(Point annotation dataset records)
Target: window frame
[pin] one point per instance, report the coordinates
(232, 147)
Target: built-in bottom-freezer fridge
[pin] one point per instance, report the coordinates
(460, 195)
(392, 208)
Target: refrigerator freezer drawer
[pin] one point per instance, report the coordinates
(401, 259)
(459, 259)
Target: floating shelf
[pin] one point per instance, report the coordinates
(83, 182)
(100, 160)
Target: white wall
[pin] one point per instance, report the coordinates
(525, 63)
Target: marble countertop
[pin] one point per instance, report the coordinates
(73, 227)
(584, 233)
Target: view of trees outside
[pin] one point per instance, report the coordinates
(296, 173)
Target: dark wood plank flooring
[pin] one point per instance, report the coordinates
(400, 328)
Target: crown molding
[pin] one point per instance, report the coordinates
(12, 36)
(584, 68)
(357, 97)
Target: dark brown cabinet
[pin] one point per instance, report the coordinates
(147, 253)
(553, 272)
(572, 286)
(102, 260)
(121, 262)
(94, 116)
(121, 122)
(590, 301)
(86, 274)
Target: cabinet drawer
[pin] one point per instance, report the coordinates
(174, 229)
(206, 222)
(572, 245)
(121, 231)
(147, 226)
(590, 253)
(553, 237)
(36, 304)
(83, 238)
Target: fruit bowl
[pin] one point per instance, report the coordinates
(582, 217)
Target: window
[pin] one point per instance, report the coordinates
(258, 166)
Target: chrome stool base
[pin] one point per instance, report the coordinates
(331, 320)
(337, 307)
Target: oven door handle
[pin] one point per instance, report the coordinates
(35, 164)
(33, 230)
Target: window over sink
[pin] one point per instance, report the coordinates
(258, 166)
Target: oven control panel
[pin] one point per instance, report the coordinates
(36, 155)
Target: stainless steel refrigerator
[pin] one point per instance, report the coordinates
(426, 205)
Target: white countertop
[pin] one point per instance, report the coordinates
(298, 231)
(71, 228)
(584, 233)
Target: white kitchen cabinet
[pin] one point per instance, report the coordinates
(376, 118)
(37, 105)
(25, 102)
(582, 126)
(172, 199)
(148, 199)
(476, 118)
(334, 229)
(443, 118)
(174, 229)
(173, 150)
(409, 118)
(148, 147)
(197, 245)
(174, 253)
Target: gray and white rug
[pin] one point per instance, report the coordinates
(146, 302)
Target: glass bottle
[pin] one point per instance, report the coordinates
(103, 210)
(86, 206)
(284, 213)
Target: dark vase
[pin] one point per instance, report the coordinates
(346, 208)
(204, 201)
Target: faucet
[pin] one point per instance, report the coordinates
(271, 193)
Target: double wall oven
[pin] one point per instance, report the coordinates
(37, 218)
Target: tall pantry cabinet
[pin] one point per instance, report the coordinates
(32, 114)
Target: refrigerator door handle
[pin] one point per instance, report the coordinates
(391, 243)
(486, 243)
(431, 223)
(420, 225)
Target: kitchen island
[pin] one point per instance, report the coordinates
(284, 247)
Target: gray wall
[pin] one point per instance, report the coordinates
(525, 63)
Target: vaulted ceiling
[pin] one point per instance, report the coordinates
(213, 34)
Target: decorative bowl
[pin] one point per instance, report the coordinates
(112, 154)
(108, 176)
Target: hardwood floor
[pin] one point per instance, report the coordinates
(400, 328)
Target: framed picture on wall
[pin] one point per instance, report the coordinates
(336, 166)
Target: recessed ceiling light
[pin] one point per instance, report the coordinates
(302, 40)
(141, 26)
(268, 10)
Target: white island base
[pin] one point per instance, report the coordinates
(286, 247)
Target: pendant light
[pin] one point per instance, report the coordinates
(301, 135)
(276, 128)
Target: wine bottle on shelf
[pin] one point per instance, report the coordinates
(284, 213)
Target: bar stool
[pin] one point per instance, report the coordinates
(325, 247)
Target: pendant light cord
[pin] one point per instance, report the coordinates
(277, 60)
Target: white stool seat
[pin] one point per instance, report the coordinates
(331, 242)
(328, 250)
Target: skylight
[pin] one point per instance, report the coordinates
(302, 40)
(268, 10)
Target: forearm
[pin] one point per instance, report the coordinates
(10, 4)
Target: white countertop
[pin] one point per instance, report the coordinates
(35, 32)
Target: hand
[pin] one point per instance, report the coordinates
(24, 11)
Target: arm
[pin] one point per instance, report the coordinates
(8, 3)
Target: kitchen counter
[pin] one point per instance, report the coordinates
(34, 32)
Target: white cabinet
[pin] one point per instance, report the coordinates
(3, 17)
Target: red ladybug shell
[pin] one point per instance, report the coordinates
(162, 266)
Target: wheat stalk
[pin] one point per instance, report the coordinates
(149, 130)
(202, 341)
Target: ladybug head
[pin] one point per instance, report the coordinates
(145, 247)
==
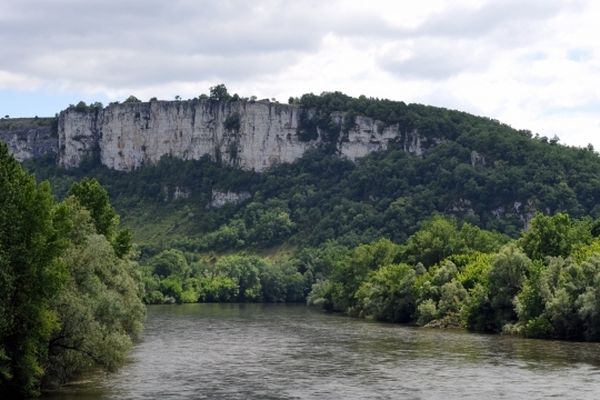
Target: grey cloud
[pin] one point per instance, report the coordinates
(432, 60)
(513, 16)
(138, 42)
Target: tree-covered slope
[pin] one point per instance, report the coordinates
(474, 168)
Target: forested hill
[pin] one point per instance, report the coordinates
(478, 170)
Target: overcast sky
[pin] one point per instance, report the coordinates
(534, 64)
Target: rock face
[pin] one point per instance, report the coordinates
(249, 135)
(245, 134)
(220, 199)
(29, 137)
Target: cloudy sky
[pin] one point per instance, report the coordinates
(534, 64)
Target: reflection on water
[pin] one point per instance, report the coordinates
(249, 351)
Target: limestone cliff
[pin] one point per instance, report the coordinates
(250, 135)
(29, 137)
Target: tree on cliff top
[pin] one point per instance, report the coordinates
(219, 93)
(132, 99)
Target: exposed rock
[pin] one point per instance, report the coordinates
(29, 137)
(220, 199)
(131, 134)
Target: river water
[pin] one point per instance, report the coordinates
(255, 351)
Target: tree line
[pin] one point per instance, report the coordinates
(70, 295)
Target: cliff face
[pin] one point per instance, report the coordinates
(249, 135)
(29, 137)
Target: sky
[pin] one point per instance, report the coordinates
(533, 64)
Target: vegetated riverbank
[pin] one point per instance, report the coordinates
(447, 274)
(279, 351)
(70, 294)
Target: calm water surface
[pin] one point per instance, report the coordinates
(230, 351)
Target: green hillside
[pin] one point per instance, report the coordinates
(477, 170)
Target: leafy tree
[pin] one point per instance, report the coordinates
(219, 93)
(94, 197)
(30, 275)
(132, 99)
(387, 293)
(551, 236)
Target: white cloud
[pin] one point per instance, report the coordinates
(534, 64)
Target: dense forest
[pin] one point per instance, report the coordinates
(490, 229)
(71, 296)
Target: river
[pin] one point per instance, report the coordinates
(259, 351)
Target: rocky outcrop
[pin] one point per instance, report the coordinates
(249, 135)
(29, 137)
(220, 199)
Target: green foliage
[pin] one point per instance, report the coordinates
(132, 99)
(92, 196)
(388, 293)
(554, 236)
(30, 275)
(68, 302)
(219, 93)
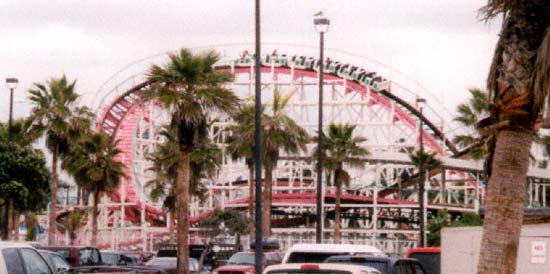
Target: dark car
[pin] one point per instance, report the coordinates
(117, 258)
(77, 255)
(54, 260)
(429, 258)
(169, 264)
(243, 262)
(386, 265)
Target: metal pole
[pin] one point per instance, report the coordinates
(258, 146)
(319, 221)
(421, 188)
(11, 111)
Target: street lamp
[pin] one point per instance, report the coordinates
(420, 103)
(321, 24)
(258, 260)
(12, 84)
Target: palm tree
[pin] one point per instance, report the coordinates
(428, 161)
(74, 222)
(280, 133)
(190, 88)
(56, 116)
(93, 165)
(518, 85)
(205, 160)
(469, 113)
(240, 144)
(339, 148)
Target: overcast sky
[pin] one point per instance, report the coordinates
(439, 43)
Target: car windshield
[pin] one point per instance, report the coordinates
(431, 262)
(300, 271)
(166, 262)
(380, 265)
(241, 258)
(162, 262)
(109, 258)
* * *
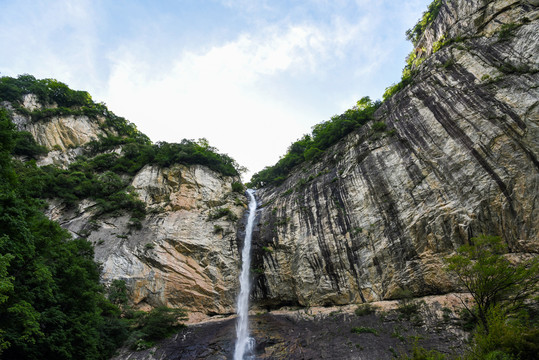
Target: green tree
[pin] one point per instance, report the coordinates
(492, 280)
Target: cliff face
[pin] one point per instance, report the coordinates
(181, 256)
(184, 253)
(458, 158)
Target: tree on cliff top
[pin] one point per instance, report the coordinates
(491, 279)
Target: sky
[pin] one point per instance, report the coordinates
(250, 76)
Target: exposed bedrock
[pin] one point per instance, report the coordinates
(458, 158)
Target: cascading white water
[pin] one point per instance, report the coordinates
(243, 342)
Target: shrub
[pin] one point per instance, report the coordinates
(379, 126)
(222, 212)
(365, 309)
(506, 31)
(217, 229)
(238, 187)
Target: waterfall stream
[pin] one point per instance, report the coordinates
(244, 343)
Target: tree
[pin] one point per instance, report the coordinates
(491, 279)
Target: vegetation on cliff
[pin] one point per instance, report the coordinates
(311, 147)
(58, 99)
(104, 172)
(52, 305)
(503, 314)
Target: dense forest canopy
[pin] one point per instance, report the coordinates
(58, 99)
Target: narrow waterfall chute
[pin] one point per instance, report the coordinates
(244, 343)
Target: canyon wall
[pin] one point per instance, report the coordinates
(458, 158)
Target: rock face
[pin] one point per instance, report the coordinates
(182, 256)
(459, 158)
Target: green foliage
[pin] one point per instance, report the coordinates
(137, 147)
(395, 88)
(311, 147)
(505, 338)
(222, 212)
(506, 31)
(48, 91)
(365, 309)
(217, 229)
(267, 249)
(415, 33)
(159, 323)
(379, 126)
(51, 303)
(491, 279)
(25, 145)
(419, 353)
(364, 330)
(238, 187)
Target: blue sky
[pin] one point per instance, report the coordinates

-- What is expected --
Identify every row above that contains the word "dark" and copy each of those rows in full. Case counts.

-- Output for this exercise --
Target: dark wood plank flooring
Target: dark brown cabinet
Target: dark vase
Target: dark car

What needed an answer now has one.